### [Data for this task]
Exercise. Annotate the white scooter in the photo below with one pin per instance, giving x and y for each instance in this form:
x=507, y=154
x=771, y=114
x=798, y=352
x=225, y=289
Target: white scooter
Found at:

### [Required action]
Each line in the data is to be written out precisely.

### [Task output]
Exercise. Annotate the white scooter in the photo below with one pin per instance, giving x and y for each instance in this form:
x=507, y=154
x=771, y=114
x=798, y=352
x=225, y=289
Target: white scooter
Found at:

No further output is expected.